**Exercise objective**
Output each line of the listing below as a numbered list, skipping blank lines. Leave the pictures out.

(Dataset entries)
***
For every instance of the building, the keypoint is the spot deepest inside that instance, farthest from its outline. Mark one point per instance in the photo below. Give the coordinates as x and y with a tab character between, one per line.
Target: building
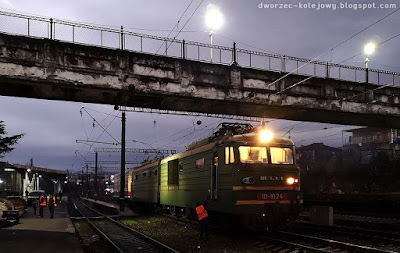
318	164
16	179
364	144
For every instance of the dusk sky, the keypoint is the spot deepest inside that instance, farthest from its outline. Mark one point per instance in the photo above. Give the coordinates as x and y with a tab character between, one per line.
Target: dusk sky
52	127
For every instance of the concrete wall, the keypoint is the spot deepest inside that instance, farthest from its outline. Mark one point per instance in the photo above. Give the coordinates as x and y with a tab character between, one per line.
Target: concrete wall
48	69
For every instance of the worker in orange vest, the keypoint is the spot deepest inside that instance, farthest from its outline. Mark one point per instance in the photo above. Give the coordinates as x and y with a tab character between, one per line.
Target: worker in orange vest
51	200
202	215
42	203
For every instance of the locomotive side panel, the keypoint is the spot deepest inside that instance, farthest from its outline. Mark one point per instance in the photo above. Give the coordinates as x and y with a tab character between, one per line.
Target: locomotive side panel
185	180
145	185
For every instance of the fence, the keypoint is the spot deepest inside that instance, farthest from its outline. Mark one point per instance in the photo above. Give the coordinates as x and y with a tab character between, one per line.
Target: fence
102	36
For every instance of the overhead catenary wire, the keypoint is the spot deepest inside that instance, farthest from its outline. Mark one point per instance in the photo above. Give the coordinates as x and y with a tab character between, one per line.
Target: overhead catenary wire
339	44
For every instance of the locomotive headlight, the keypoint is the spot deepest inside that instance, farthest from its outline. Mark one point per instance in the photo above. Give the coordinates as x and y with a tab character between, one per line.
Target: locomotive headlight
266	135
248	180
290	180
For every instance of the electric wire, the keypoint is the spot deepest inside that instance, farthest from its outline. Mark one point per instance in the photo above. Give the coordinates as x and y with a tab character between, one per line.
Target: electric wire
341	43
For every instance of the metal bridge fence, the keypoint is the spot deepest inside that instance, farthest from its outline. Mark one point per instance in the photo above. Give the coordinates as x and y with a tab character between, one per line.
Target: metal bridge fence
63	30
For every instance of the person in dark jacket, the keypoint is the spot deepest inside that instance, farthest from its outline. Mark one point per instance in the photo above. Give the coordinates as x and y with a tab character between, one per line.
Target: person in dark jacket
60	195
51	200
42	203
202	215
35	203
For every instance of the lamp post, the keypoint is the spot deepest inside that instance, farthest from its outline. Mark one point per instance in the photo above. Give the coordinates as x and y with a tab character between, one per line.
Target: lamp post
***
**Response to this task**
1. For every instance of the building, the keypoint is the spot deepest inside that instance, farthest from its outline. Mark one point per instance in the photo below. Give the coordinates as x and y with a tab character between, one per line.
2. Target: building
3. 318	164
4. 16	179
5. 364	144
6. For every instance of the dusk sky, the keypoint is the spot deepest inside that instance, farthest from its outline. Mark one point per instance in the photo above. Give the coordinates as x and y with a tab character between, one per line.
7. Target: dusk sky
8. 52	127
9. For every instance of the concrete wall, the keypoint is the spot deepest inside that instance, farthest from its outline. Mark one point per instance in the photo above. Give the coordinates as x and y with a tab character between, one per line.
10. Target: concrete wall
11. 48	69
12. For every instance of the worker in orange vest, the keypoint is the spot deepest inside that instance, farthest from its outline. Mark one point per instance in the photo above. Give the coordinates as x and y with a tab character between, one per line.
13. Target: worker in orange vest
14. 51	200
15. 202	215
16. 42	203
17. For every instance of the locomotive side panel, the keypoint is the spot deepest inside that instance, farthest from its outline. Mark one point per instance in the photo above. Give the coordinates as x and y with a tab character between, one per line.
18. Target: locomotive side panel
19. 185	180
20. 145	185
21. For every instance of the fence, the keypoint is the spot deepest inside that instance, farthest from its outline. Mark one point per instance in the photo above. Give the coordinates as x and y with a tab character between, one per line.
22. Target: fence
23. 102	36
24. For every instance of the overhead catenary wire, the keypoint is the spot deepest inside that instance, farthest from its outline. Mark one point per instance in the photo above. Give the coordinates as x and y with a tab character between, one per line.
25. Target: overhead catenary wire
26. 339	44
27. For every instance of the locomotive headlight, the keypoint is the spot deepest inside that instance, farthest from its outline. Mark one point per instance in the photo above. Give the coordinates as x and y with a tab character between, one per line.
28. Target: locomotive headlight
29. 266	135
30. 248	180
31. 290	180
32. For every instance of the electric wire, the keypoint is the spot deepest inside that instance, farthest from its outline. Mark one point per instance in the photo above. Give the coordinates as x and y with a tab character between, one per line.
33. Target: electric wire
34. 341	43
35. For every instance of the metal bridge fence, the keypoint is the spot deepest inside that instance, farthest from its outline. Mark one point per instance in the photo above. Give the coordinates as x and y with a tab character between, one per line.
36. Target: metal bridge fence
37. 63	30
38. For every instance of the person in dark jacket, the keypoint is the spot deepest inside that instance, farthest from its outline. Mark one point per instance in the photo above. Give the coordinates as x and y with a tab character between, one per line.
39. Target: person in dark jacket
40. 60	195
41. 51	200
42. 42	203
43. 202	215
44. 35	203
45. For every instance of the lamp post, the keypoint is the spot deepest inside that instance, farthest from its outline. Mark one point per instance in the photo above. Give the coordinates as x and y with a tab character between, one per line.
46. Target: lamp post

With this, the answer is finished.